Textauszug
§
Auch die Zahl der politisch motivierten Gewalttaten stieg um 16 Prozent auf 3.889 Delikte. Der Gesamtzuwachs sei vor allem eine Folge der besonders stark gestiegenen Straftaten, die nicht den klassischen Bereichen der politisch rechts oder politisch links motivierten Kriminalität zuzuordnen seien, so das Innenministerium. Mit 21.339 erfassten Fällen machen diese Taten inzwischen fast 40 Prozent der gesamten politisch motivierten Straftaten aus.
Ein wesentlicher Teil dieser Taten wurde im Zusammenhang mit der Covid-19-Pandemie erfasst (7.142 Straftaten). Zudem wurden im Zusammenhang mit Wahlen, insbesondere der Bundestagswahl 2021, 7.298 Straftaten registriert. „Die politisch motivierte Kriminalität ist ein Gradmesser für die Intensität von gesellschaftlichen Konflikten“, sagte Faeser.
„Wir haben 2021 sehr viele Straftaten im Zuge der Corona-Proteste registriert – bis hin zu exzessiven Gewaltdelikten.“ Der Höhepunkt dieser Gewalt sei der Mord an einer Tankstelle in Idar-Oberstein durch einen Mann gewesen, der das Tragen einer Maske verweigerte. Die meisten politisch motivierten Straftaten wurden auch im Jahr 2021 im Phänomenbereich „PMK rechts“ begangen.
Nach dem Höchststand im Jahr 2020 sanken die Fallzahlen um rund sieben Prozent auf 21.964 Straftaten. Allerdings wurden im vergangenen Jahr 41 Prozent der insgesamt erfassten Opfer von Gewalttaten von rechtsmotivierten Tätern verletzt. Insgesamt liegt die Anzahl der rechtsextremen Gewalttaten bei 1.042 (gegenüber 1.092 im Vorjahr).
Im Bereich der Hasskriminalität hat sich eine leichte Zunahme um rund zwei Prozent auf 10.501 gezeigt. Vier von fünf dieser Straftaten wurden im Phänomenbereich „PMK rechts“ begangen. Auch im Themenfeld „Reichsbürger/Selbstverwalter“ stiegen die Fallzahlen stark auf 1.335 Straftaten.
§
Arbeitsauftrag 1
Gib aus dem Textauszug die Stelle wörtlich wieder: Setze bei den Worten „Auch die Zahl“ ein und höre nach „motivierten Straftaten aus.“ auf.
Arbeitsauftrag 2
Beantworte anhand des Textauszugs:
(a) Auf wie viele Delikte stieg die Zahl der politisch motivierten Gewalttaten?
(b) Wie viele Straftaten wurden im Zusammenhang mit Wahlen registriert?
(c) Welchen Wert erreichte die Hasskriminalität?

(Zeigedaten zu Bezugsausdrücken)
§
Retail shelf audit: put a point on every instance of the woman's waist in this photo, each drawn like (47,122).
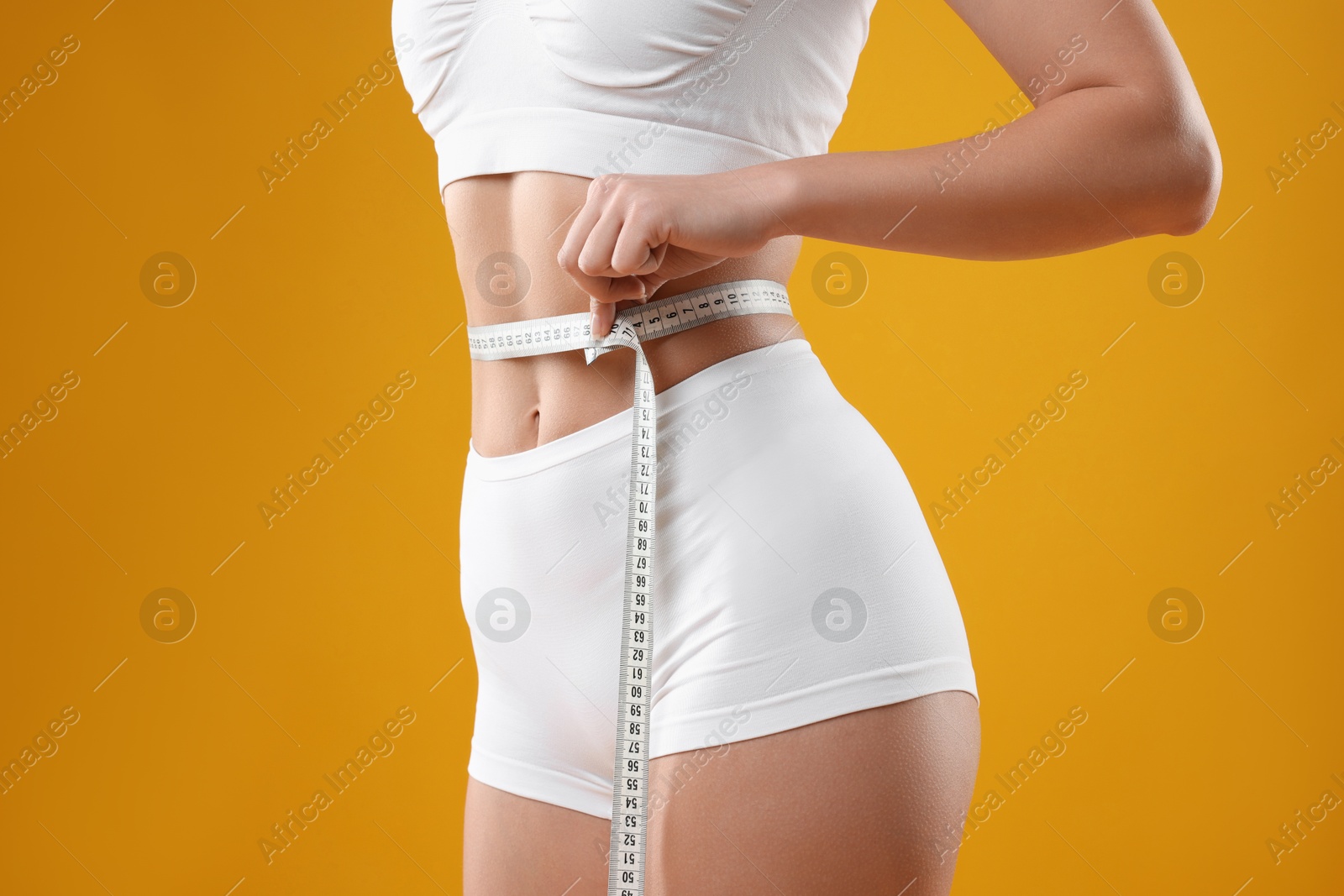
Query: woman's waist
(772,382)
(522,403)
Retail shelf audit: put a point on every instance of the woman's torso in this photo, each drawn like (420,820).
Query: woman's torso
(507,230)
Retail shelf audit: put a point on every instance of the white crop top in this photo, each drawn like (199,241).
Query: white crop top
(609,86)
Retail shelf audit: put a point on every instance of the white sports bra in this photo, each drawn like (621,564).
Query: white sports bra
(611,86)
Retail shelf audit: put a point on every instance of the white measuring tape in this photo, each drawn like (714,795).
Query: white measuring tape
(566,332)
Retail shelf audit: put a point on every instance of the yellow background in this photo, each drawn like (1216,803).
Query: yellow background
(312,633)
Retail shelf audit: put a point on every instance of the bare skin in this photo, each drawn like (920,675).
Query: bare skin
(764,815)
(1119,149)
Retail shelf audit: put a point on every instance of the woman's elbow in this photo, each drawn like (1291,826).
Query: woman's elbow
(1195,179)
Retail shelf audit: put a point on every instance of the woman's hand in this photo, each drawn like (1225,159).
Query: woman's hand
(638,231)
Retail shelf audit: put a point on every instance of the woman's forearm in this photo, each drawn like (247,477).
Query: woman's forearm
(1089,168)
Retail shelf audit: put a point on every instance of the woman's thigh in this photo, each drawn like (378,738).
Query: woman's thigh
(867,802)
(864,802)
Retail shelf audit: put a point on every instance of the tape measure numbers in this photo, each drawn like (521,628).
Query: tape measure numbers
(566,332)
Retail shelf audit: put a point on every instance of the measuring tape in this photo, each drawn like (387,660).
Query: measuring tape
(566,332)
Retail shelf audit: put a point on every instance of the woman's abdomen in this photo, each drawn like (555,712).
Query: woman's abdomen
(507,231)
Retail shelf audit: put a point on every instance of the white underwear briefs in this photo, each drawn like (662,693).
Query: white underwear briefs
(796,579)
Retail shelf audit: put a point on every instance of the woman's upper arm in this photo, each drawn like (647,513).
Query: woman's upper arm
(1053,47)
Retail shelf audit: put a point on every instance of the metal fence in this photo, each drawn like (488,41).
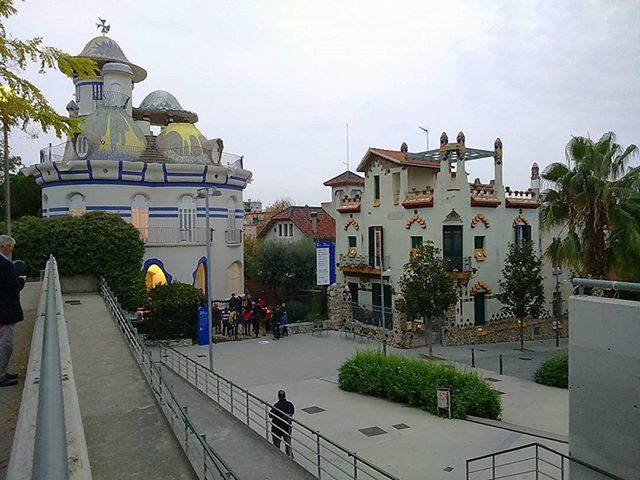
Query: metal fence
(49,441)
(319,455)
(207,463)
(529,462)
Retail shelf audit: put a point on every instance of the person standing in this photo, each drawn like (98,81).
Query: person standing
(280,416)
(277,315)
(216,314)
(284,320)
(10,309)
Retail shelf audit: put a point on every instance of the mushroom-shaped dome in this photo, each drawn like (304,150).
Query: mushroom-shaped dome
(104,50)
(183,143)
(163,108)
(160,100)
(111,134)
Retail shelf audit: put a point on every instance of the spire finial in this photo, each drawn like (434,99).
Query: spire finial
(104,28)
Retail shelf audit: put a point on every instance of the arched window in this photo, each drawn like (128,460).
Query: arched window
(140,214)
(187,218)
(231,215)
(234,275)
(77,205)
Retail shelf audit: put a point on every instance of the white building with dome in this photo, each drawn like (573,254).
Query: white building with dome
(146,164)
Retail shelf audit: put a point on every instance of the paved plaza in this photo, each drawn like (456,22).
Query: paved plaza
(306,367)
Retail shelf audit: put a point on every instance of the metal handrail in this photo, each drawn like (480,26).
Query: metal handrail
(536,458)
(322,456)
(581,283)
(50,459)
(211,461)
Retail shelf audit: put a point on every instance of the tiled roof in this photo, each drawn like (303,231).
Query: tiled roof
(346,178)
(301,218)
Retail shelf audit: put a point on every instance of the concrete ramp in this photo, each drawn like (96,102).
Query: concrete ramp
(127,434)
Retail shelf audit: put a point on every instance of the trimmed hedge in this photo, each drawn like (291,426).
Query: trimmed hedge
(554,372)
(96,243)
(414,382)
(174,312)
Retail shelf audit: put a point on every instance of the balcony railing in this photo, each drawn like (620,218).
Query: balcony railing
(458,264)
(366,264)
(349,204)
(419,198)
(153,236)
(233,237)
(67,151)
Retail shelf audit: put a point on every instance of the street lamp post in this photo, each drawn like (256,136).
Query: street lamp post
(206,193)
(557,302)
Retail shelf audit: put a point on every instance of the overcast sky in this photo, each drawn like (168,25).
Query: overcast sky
§
Lösung 1
Auch die Zahl der politisch motivierten Gewalttaten stieg um 16 Prozent auf 3.889 Delikte. Der Gesamtzuwachs sei vor allem eine Folge der besonders stark gestiegenen Straftaten, die nicht den klassischen Bereichen der politisch rechts oder politisch links motivierten Kriminalität zuzuordnen seien, so das Innenministerium. Mit 21.339 erfassten Fällen machen diese Taten inzwischen fast 40 Prozent der gesamten politisch motivierten Straftaten aus.

Lösung 2
(a) Auf 3.889 Delikte.
(b) 7.298 Straftaten.
(c) 10.501.